### [DATA SECTION]
<<<<

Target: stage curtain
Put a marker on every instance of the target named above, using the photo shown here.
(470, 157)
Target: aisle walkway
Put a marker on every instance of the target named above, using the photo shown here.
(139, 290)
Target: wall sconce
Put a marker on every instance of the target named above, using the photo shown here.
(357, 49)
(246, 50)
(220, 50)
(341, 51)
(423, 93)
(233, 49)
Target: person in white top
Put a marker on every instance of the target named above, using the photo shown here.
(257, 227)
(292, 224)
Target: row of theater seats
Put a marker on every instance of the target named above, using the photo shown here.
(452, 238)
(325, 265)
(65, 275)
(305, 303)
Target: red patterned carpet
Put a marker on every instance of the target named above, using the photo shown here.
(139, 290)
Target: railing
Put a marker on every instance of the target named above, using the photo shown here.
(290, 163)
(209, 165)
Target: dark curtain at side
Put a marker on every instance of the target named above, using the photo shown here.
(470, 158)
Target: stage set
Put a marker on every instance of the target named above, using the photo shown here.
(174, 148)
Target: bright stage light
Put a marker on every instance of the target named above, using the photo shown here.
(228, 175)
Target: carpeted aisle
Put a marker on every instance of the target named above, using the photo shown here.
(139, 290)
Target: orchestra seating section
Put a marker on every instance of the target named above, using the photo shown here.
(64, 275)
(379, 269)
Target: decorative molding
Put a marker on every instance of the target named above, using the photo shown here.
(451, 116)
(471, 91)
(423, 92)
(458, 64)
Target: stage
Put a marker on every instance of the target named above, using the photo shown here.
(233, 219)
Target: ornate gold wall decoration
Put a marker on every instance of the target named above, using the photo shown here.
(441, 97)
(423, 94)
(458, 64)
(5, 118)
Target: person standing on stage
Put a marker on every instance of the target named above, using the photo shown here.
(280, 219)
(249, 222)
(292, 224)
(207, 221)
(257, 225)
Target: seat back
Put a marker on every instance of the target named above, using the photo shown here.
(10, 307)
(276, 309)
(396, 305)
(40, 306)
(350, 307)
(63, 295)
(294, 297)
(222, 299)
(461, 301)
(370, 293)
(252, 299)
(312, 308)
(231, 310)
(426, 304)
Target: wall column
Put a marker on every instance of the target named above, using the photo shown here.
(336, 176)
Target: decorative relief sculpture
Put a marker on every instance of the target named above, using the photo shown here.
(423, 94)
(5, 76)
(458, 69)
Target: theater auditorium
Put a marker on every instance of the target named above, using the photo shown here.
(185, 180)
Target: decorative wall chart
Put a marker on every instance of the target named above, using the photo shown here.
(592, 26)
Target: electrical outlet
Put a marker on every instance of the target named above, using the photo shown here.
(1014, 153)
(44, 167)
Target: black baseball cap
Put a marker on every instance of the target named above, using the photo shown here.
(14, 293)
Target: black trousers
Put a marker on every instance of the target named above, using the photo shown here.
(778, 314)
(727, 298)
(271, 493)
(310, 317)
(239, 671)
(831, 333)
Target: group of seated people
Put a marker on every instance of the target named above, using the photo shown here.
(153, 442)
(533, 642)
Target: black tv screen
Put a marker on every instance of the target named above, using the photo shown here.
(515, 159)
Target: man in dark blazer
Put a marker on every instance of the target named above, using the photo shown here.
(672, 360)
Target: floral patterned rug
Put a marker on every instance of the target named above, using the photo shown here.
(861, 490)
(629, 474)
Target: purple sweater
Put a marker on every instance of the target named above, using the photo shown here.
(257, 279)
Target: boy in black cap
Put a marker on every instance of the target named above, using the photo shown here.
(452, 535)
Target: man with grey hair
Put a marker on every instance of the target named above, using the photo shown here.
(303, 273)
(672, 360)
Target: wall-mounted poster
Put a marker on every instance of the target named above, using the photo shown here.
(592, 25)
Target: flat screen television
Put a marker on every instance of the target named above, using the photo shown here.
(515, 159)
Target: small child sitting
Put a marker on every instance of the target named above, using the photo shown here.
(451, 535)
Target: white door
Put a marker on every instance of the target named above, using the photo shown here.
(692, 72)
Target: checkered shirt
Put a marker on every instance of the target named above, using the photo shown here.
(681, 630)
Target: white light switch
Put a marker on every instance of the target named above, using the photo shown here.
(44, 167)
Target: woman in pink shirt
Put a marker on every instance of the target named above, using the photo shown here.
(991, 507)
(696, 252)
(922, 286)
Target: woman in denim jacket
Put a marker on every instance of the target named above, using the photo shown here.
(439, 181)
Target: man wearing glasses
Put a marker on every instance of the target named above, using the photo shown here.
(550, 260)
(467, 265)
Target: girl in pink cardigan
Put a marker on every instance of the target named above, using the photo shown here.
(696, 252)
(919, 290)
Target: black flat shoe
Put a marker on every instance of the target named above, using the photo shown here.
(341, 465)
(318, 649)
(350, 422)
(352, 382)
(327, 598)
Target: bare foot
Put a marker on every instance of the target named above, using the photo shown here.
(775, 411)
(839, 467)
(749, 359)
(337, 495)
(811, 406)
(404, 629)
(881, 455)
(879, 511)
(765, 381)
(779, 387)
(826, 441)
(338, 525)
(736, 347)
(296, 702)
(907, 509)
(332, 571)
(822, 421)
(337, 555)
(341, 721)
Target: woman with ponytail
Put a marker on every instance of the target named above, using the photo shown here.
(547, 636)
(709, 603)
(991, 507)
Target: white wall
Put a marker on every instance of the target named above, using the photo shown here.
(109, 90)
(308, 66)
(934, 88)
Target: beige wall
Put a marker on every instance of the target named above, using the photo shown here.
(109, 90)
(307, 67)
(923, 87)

>>>>

### [TASK DIRECTIONS]
Set down the lines above as they stand, starting with the first line and ending with the line that contains "Target: person standing on stage".

### [THE COMPLETED TASK]
Target: stage curtain
Put a marker on every instance of the target named above, using the photo shown here.
(470, 157)
Target: aisle walkway
Put a marker on every instance of the target named above, using the photo shown here.
(139, 290)
Target: wall sconce
Put a marker on every instance of the target named above, using the photo shown here.
(357, 49)
(246, 50)
(220, 50)
(341, 51)
(423, 93)
(233, 49)
Target: person in white top
Put a marker on every instance of the target named above, using the photo shown here.
(257, 227)
(292, 224)
Target: row of theater seats
Put a marker on every instance of the target named above, using the photo shown here.
(452, 238)
(325, 265)
(65, 275)
(305, 303)
Target: red patterned carpet
Put a marker on every instance of the target named above, using the photo shown here.
(139, 290)
Target: railing
Put a marker on every instance of the target named above, using the photo shown here.
(290, 163)
(209, 165)
Target: dark curtain at side
Put a marker on every instance of the target named above, using the photo shown here.
(470, 158)
Target: stage set
Put a marker on every instance of the target named above, using the photo shown here.
(174, 148)
Target: bright stage light
Put a marker on every instance of the target named above, using the photo shown here.
(228, 175)
Target: carpeted aisle
Put a marker on every instance of the target named above, using the photo shown here.
(139, 290)
Target: orchestra seating section
Put a marker on every instance of the target named above, using the photo shown here.
(64, 275)
(379, 269)
Target: decorative molding
Put a marker on every instance of the target named above, using the photo shown here.
(451, 116)
(471, 91)
(423, 92)
(458, 64)
Target: stage
Put a marker on every instance of the target named above, using the photo shown here.
(233, 219)
Target: ornate gold wall decoration
Put a marker on every instance of the target named above, using the photo shown here.
(441, 97)
(423, 94)
(458, 64)
(5, 118)
Target: person standing on stage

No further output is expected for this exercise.